==== Given data ====
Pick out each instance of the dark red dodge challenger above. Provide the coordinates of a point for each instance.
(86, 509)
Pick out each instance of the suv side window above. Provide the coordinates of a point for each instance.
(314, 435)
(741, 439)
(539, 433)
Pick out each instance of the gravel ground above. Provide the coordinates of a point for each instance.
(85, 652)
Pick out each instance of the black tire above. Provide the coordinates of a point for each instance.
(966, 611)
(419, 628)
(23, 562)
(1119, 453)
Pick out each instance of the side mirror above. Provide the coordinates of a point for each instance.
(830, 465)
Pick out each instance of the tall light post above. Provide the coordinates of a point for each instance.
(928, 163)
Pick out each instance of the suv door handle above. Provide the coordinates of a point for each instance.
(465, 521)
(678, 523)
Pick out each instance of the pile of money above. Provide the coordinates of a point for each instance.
====
Task goal => Each line of the data is to be restated exactly.

The answer =>
Pick out each instance of the dark red dodge challenger above. Provide the coordinates of a point for each instance.
(86, 509)
Pick out each instance of the suv side window above. Provide the coordinates of a point for each instance.
(314, 435)
(741, 439)
(539, 433)
Pick out each instance of the gravel ground above. Provide the coordinates of a point for each instance.
(85, 652)
Pick out each instance of the black tire above. Provide the coordinates of a point for each instance.
(966, 611)
(419, 628)
(23, 562)
(1119, 453)
Pick out each instance of the side mirror above. Provide the coordinates of a point for each instance.
(830, 465)
Pick out each instance of the tall light post above. Provide the coordinates of a point for each instance.
(928, 163)
Pick out each instance of the suv door handle above. Provide the coordinates of a point for each instance.
(465, 521)
(678, 523)
Pick out each instance of the pile of money above. Provide the coordinates of a point for each instance.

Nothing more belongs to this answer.